What you need to do: Reproduce the rows verbatim from their first line up to and including the line with "xmin=586 ymin=311 xmax=614 ymax=331".

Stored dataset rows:
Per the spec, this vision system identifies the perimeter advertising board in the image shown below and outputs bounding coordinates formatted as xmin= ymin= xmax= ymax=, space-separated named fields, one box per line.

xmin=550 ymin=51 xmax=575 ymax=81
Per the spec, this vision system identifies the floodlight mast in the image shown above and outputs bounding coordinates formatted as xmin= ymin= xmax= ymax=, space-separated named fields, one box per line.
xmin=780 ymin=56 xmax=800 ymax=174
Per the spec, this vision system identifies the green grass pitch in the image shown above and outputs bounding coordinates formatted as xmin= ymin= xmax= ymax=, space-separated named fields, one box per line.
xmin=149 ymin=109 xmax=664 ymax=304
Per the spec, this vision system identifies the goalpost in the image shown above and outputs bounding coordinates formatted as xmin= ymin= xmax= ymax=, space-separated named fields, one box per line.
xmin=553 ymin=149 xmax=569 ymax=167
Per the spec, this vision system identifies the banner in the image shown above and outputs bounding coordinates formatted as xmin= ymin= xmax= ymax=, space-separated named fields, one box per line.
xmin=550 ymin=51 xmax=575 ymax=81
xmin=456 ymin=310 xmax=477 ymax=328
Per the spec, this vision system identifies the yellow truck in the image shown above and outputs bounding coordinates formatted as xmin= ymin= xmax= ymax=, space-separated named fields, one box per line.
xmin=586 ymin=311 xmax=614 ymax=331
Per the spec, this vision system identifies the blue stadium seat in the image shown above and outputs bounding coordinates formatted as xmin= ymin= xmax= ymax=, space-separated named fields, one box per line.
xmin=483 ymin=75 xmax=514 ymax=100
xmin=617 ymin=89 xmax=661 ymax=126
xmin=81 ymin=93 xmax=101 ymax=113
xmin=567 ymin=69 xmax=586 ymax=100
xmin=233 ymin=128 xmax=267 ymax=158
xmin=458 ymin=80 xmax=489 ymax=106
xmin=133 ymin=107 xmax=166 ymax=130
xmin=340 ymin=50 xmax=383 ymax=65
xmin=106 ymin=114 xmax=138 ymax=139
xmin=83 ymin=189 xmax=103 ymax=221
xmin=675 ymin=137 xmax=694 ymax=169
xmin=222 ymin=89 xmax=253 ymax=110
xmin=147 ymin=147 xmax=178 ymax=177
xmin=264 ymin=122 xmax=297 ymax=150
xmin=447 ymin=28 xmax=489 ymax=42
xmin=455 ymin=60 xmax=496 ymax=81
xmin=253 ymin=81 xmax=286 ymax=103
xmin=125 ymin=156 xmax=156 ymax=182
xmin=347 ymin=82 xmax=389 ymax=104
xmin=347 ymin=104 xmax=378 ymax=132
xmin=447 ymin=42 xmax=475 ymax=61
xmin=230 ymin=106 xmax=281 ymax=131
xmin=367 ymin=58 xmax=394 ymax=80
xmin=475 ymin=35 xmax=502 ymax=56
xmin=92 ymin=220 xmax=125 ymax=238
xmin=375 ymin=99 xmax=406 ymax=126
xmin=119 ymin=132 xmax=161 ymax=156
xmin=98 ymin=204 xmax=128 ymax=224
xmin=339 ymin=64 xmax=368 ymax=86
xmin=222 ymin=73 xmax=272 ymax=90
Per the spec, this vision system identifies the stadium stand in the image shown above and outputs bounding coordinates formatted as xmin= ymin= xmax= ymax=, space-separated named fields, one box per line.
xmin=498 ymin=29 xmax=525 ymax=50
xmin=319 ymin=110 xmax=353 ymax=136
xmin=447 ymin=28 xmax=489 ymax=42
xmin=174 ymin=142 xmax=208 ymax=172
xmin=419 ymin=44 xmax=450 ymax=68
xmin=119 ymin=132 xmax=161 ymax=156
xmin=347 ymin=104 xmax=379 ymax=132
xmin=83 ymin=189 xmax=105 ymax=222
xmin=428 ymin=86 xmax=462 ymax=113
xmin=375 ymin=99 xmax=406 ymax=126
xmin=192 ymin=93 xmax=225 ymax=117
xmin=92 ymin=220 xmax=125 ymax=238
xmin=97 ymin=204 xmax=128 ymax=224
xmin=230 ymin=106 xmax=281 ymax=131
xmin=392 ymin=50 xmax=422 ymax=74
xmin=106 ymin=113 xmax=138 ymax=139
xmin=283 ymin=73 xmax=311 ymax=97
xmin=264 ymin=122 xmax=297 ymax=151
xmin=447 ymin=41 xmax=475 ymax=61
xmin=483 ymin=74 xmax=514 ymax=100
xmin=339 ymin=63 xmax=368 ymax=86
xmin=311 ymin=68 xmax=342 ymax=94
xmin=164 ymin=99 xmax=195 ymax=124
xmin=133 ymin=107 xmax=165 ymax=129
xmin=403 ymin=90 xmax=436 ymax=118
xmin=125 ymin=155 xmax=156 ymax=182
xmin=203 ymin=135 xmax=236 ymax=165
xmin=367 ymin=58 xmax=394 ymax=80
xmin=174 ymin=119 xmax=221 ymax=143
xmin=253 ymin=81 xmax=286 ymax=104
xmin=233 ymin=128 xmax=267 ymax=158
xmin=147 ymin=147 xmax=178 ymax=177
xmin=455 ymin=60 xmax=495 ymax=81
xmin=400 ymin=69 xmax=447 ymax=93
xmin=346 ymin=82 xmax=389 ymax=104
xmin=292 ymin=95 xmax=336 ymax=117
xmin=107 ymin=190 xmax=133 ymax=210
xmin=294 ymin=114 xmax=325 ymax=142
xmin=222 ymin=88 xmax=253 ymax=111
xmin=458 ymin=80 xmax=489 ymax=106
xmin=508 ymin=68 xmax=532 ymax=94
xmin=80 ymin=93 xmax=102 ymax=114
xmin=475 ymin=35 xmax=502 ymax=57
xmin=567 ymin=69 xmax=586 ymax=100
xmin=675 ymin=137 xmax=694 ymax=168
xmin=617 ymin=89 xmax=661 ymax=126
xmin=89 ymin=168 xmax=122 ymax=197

Written solution:
Per the spec, this vision system identifies the perimeter advertising board in the image shown below and outputs bounding coordinates formatted as xmin= ymin= xmax= ymax=, space-separated named fields, one box per line.

xmin=550 ymin=51 xmax=575 ymax=81
Per the spec, this vision system identifies the floodlight mast in the image shown above and outputs bounding coordinates formatted as xmin= ymin= xmax= ymax=, space-separated named fields, one box per line.
xmin=780 ymin=56 xmax=800 ymax=174
Per the spec, this vision system identifies the green grass pitch in the image shown above and outputs bounding coordinates formatted as xmin= ymin= xmax= ymax=, space-separated named fields, one box per line.
xmin=149 ymin=109 xmax=664 ymax=304
Per the spec, this vision system identifies the goalpost in the image shown above and outputs bounding coordinates formatted as xmin= ymin= xmax= ymax=, space-separated named fields, one box per line.
xmin=553 ymin=149 xmax=569 ymax=167
Per the spec, this vision system identifies the banner in the image shown above and outputs bounding coordinates formatted as xmin= ymin= xmax= ymax=, space-separated named fields, one box per line.
xmin=550 ymin=51 xmax=575 ymax=81
xmin=456 ymin=310 xmax=477 ymax=328
Per the spec, this vision system identifies the yellow truck in the image shown above and outputs bounding coordinates formatted as xmin= ymin= xmax= ymax=, space-separated named fields, one box per line.
xmin=586 ymin=311 xmax=614 ymax=331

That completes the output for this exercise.